Please turn the stretch from the start of the data through the line containing "Target: blurred foliage" into a numbered list, leaving out any blank lines.
# start of Exercise material
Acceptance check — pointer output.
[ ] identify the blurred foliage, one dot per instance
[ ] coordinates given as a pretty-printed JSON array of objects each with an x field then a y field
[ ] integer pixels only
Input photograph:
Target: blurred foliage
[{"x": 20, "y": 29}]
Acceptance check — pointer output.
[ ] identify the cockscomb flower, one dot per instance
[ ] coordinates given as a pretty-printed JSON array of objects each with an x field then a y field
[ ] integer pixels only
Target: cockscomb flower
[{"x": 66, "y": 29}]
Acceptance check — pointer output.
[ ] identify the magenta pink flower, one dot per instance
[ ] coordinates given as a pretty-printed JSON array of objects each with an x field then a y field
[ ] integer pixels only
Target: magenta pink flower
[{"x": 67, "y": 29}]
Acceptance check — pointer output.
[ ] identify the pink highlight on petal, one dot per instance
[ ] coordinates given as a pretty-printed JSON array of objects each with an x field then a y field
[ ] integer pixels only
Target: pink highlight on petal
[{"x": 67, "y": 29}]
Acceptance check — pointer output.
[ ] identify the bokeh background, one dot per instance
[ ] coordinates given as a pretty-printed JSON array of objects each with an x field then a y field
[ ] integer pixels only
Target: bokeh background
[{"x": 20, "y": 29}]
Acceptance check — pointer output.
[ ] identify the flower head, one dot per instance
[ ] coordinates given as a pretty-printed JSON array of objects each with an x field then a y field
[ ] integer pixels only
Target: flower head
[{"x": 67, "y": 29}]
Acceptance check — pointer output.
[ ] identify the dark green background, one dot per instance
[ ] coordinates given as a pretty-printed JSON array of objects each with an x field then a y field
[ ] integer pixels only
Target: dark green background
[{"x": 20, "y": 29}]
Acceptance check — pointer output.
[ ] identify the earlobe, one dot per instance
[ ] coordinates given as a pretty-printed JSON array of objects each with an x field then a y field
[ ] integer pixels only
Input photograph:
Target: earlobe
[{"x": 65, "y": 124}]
# end of Exercise material
Correct output –
1. Acceptance check — pointer output.
2. [ ] identify the blurred foliage, one dot per instance
3. [ ] coordinates given as a pretty-printed JSON array of objects each with an x field then a y field
4. [ ] integer pixels only
5. Input photograph:
6. Target: blurred foliage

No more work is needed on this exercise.